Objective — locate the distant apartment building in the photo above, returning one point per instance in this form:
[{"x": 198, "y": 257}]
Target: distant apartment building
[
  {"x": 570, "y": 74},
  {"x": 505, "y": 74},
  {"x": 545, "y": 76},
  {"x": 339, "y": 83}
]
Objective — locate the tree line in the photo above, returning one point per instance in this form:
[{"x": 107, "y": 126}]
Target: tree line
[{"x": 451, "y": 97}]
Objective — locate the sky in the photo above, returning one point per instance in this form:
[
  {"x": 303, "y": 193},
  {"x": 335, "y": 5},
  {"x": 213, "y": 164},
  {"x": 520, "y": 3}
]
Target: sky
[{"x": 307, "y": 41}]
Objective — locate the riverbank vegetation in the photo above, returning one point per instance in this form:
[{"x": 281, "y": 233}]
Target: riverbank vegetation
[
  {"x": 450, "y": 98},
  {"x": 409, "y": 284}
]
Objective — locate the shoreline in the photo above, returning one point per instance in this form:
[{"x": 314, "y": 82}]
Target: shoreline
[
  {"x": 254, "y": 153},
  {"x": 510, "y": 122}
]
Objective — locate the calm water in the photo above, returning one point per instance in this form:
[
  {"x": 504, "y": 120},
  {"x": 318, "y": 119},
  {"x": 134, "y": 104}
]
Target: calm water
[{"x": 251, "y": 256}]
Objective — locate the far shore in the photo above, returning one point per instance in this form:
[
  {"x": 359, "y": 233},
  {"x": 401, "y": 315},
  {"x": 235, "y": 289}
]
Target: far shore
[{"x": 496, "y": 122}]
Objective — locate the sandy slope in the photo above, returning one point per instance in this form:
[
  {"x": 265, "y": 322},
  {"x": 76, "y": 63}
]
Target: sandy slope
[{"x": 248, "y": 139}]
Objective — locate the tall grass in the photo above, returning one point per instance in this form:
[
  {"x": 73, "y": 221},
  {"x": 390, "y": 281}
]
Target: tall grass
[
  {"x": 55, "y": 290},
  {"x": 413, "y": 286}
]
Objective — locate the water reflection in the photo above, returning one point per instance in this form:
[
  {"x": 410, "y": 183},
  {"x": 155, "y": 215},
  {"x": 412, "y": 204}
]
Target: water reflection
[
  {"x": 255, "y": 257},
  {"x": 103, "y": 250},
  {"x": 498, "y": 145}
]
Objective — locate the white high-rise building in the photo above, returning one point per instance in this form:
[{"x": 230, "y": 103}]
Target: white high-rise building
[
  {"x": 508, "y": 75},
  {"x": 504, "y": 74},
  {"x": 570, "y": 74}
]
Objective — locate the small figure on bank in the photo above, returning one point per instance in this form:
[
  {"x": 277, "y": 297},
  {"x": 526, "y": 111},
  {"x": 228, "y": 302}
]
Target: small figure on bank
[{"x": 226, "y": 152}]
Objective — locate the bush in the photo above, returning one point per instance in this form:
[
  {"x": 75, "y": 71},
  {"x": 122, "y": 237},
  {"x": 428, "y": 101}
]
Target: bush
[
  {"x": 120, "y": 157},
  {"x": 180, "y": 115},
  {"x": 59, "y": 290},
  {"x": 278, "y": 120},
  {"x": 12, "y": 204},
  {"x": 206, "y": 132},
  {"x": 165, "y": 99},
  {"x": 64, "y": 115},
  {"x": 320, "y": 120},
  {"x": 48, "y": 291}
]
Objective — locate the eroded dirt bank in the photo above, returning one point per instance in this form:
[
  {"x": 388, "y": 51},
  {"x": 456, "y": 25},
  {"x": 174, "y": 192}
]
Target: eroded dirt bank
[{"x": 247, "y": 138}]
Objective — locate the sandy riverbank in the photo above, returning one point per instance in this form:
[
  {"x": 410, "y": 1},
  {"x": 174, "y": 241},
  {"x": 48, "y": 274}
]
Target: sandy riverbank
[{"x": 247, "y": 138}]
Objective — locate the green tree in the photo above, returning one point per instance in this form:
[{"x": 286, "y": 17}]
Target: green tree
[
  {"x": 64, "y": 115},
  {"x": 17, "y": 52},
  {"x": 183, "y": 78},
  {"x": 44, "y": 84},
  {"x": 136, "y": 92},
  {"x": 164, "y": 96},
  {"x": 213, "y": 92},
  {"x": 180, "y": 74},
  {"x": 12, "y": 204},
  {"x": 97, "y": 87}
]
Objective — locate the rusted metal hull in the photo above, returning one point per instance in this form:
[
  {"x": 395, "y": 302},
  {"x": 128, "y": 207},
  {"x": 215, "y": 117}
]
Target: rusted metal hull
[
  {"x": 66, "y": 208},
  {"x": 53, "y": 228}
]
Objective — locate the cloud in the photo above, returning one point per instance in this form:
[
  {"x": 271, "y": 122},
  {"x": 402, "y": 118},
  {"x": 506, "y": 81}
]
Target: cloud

*****

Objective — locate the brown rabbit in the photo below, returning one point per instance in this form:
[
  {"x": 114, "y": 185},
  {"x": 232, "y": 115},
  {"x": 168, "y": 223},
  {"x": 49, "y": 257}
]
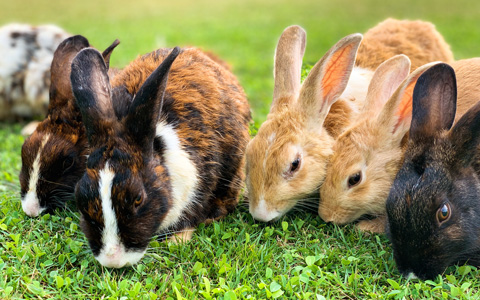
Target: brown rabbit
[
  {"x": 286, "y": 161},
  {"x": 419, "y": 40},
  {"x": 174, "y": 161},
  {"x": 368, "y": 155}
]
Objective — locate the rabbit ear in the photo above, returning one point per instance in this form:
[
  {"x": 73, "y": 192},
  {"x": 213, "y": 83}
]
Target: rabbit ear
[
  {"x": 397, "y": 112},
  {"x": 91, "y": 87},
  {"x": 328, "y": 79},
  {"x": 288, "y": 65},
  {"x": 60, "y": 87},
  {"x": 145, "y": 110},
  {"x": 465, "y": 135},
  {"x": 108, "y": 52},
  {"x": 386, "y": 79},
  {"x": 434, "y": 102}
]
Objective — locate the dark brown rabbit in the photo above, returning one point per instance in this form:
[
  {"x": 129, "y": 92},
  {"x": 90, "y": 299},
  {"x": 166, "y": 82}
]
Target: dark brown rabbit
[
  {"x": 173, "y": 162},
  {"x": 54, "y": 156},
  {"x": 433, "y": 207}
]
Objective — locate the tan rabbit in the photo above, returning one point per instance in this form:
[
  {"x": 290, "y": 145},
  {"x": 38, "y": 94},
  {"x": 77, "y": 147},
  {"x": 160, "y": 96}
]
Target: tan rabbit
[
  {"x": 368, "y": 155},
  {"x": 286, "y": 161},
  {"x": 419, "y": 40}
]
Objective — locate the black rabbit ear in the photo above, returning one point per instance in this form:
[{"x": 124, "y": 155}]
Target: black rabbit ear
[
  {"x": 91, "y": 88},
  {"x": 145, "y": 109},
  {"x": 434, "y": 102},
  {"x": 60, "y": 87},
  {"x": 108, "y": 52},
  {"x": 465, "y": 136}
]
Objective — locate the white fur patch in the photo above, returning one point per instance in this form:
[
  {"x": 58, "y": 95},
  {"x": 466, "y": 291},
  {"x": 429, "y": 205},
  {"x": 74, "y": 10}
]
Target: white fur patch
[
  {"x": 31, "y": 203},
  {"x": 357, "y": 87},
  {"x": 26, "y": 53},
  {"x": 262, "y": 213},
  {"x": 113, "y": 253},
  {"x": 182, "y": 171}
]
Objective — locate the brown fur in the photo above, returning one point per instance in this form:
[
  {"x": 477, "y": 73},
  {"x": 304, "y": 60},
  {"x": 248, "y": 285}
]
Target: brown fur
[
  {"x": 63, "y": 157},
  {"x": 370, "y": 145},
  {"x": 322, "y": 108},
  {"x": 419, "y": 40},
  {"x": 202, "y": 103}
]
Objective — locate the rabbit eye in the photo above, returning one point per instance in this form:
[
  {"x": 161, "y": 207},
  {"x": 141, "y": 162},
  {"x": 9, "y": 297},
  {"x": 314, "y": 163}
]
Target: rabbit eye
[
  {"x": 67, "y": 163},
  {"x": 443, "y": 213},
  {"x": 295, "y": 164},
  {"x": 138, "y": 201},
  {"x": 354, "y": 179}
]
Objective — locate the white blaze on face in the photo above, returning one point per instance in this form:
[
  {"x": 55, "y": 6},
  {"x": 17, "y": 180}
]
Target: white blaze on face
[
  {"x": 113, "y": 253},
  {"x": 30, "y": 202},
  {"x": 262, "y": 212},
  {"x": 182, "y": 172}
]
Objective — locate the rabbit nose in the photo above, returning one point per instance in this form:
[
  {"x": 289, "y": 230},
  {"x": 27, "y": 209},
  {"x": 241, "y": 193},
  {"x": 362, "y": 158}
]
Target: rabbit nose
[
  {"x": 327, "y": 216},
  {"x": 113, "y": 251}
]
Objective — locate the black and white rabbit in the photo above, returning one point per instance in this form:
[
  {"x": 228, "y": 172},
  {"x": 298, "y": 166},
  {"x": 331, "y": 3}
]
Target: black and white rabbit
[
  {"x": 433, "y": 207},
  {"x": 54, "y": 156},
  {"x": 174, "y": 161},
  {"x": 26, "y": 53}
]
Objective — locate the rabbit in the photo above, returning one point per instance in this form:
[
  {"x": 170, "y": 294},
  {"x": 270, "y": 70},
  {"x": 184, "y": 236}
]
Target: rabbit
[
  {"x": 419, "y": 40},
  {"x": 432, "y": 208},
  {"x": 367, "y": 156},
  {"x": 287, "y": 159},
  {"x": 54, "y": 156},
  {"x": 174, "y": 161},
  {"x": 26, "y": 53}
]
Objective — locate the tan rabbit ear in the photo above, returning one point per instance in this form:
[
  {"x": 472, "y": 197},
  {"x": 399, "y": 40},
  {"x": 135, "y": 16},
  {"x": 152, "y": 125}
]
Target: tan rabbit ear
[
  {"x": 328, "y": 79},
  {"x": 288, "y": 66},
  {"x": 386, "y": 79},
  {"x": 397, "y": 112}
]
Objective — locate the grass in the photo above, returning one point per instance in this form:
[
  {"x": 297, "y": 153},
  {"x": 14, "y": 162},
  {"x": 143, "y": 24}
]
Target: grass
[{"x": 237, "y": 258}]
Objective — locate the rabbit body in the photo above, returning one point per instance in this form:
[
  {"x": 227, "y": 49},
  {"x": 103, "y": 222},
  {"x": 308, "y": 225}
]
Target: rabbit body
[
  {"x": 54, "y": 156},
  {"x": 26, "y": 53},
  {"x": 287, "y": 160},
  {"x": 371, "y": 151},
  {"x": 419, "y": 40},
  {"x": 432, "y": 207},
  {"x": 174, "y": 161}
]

*****

REQUIRED ACTION:
If a line contains the string "cloud", it counts toward the total; state that total for the records above and nothing more.

OUTPUT OF THE TASK:
2